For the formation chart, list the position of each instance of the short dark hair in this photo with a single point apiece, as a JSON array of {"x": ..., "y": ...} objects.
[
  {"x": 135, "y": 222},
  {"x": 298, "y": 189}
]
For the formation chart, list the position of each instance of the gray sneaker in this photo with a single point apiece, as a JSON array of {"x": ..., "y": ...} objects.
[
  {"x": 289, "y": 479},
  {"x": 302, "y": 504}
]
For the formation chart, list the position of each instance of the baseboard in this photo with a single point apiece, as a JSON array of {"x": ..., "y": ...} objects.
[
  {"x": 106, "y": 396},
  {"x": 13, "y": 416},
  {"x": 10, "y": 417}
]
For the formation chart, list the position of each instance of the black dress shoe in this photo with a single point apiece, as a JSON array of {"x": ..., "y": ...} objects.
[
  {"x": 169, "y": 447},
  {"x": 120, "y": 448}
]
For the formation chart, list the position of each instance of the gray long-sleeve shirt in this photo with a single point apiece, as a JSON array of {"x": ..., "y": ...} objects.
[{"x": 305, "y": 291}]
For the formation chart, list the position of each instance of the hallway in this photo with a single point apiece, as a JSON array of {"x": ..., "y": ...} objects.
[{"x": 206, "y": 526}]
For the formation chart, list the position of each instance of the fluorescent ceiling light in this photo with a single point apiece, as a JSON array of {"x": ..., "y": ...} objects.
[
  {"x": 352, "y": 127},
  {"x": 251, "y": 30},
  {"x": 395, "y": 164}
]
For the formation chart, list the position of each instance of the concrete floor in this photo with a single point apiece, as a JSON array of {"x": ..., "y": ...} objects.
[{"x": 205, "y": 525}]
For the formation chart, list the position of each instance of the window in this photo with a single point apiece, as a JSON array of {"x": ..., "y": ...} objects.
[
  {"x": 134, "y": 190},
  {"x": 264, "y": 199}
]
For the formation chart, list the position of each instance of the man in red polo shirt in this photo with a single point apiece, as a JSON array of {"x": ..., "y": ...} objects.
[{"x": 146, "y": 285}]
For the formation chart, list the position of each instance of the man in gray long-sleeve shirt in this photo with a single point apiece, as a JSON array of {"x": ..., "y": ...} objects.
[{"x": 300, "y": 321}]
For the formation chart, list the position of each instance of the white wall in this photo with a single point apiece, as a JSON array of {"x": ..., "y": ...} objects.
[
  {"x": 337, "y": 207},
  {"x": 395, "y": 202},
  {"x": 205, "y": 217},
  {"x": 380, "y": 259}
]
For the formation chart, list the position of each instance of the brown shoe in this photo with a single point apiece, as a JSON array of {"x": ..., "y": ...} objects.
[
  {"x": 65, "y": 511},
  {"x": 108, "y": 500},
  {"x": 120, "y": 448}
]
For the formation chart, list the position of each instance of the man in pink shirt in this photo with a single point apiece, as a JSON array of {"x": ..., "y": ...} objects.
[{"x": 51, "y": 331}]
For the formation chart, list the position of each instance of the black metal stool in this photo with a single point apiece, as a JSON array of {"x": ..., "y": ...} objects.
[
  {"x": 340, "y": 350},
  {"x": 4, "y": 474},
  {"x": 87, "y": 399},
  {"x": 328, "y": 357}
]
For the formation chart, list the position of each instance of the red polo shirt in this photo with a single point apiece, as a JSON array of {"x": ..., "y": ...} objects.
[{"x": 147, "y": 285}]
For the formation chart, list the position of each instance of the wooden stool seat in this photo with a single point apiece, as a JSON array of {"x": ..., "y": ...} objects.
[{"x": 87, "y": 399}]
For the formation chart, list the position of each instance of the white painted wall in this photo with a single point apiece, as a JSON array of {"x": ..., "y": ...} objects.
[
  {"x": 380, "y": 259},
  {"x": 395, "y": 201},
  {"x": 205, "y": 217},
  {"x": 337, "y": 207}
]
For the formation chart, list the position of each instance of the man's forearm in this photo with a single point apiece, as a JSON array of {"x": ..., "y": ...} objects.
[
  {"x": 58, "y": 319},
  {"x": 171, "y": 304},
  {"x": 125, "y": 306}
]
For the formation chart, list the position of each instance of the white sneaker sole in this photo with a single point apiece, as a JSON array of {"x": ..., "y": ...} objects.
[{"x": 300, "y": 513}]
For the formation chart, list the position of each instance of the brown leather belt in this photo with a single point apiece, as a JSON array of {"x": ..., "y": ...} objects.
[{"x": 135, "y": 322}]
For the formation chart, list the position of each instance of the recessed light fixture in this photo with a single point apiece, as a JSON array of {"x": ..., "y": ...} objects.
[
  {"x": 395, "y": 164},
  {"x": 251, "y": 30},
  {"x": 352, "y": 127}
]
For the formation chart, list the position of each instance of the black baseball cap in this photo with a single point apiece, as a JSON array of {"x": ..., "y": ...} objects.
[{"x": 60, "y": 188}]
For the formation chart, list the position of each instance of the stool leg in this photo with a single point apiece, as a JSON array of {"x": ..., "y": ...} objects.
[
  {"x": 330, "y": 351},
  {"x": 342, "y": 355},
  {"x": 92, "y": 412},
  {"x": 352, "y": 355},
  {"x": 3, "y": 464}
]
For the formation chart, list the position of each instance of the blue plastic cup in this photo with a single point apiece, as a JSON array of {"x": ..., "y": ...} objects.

◆ Task description ◆
What you return must match the listing exactly, line for line.

◆ Exercise answer ◆
For the formation chart, list the position of each instance of the short dark hair in this photo with a single point apiece, as a JSON array of {"x": ..., "y": ...} objects.
[
  {"x": 135, "y": 222},
  {"x": 298, "y": 189}
]
For the formation chart, list the position of each instance of the gray sneaker in this photo with a single point apiece, as a JSON array of {"x": ..., "y": ...} objects.
[
  {"x": 289, "y": 479},
  {"x": 302, "y": 504}
]
For the formation chart, list the position of each instance of the baseboard in this photo with a single point apiece, as a JSON array of {"x": ..., "y": ...} objects.
[
  {"x": 106, "y": 396},
  {"x": 13, "y": 416},
  {"x": 10, "y": 417}
]
For the formation chart, list the position of each instance of the black dress shoe in this photo with a single point apiece, as a JSON array of {"x": ..., "y": ...} objects.
[
  {"x": 169, "y": 447},
  {"x": 120, "y": 448}
]
For the formation chart, list the position of each instance of the gray long-sleeve shirt in this photo with a single point apiece, as a JSON array of {"x": ..., "y": ...} objects.
[{"x": 305, "y": 291}]
For the formation chart, list the position of each instance of the hallway in this photo with a single point apiece, as a JSON array of {"x": ..., "y": ...} objects.
[{"x": 206, "y": 526}]
For the formation chart, list the position of each instance of the fluorescent ceiling light in this photo with a single point apiece, as a JSON array of {"x": ..., "y": ...} objects.
[
  {"x": 352, "y": 127},
  {"x": 251, "y": 30},
  {"x": 395, "y": 164}
]
For the formation chart, list the position of each instance of the concrete floor in this photo with a single point apiece, as a JSON array of {"x": ..., "y": ...} objects.
[{"x": 205, "y": 525}]
For the formation chart, list the position of each instance of the window in this photo with a single point apiece, as a JSON array of {"x": ..., "y": ...} objects.
[
  {"x": 134, "y": 190},
  {"x": 264, "y": 199}
]
For the formation chart, list the position of each instance of the man in red polo shirt in this photo with a single point apiece, as a JSON array of {"x": ..., "y": ...} objects.
[{"x": 146, "y": 285}]
For the formation chart, list the position of each instance of the man in gray long-sleeve shirt in this photo with a single point apiece, as a JSON array of {"x": ..., "y": ...} objects.
[{"x": 300, "y": 321}]
For the formation chart, list the position of each instance of the white wall in this photo with a single point apiece, as a JSON array of {"x": ..., "y": ...} objects.
[
  {"x": 337, "y": 207},
  {"x": 395, "y": 202},
  {"x": 205, "y": 217},
  {"x": 380, "y": 259}
]
For the formation chart, list the position of each instance of the brown shoe in this photo with a single point apiece, as a JSON array of {"x": ..., "y": ...} objects.
[
  {"x": 65, "y": 511},
  {"x": 108, "y": 500},
  {"x": 120, "y": 448}
]
For the formation chart, list the position of each instance of the man in pink shirt in this photo with a single point apiece, as a JSON array of {"x": ..., "y": ...} objects.
[{"x": 51, "y": 331}]
For the formation chart, list the position of each instance of the black metal stool in this photo with a single point apiece, as a JSON array of {"x": ..., "y": ...} objects.
[
  {"x": 340, "y": 350},
  {"x": 4, "y": 474},
  {"x": 87, "y": 399},
  {"x": 328, "y": 357}
]
For the formation chart, list the position of each instance of the red polo shirt in this photo with a single point apiece, as a JSON array of {"x": ..., "y": ...} objects.
[{"x": 147, "y": 285}]
For the formation chart, list the position of each instance of the wooden stool seat in this photo with a single point apiece, as a JSON array of {"x": ..., "y": ...} objects.
[{"x": 87, "y": 399}]
For the formation chart, list the position of each instance of the white painted wall in this photo with a single point apiece, as a JSON array of {"x": ..., "y": ...} objects.
[
  {"x": 380, "y": 259},
  {"x": 395, "y": 201},
  {"x": 205, "y": 217},
  {"x": 337, "y": 207}
]
For the formation chart, list the position of each instance of the man's forearm in this photo with a single point apiece, as a JSON array of {"x": ..., "y": ...} objects.
[
  {"x": 58, "y": 319},
  {"x": 171, "y": 304},
  {"x": 125, "y": 306}
]
For the formation chart, list the position of each instance of the white sneaker sole in this photo with a single point apiece, as a JSON array of {"x": ..., "y": ...} objects.
[{"x": 300, "y": 513}]
For the formation chart, list the position of each instance of the brown leather belt in this photo with a single point apiece, as a JSON array of {"x": ..., "y": ...} objects.
[{"x": 135, "y": 322}]
For the formation chart, list the position of each instance of the recessed light fixture in this photo with a single point apiece, as a JSON array of {"x": ..., "y": ...} objects.
[
  {"x": 395, "y": 164},
  {"x": 251, "y": 30},
  {"x": 352, "y": 127}
]
For the formation chart, list the position of each instance of the black baseball cap in this photo with a single point apiece, as a JSON array of {"x": ..., "y": ...} objects.
[{"x": 60, "y": 188}]
For the formation chart, list the position of each instance of the stool leg in this photo with a single point apiece, as a JSON array of {"x": ..., "y": ...} objects.
[
  {"x": 330, "y": 351},
  {"x": 342, "y": 355},
  {"x": 92, "y": 412},
  {"x": 352, "y": 355},
  {"x": 3, "y": 464}
]
For the formation chart, list the position of each instance of the blue plastic cup in this photo with a single point apiece, as a JSON array of {"x": ..., "y": ...} objects.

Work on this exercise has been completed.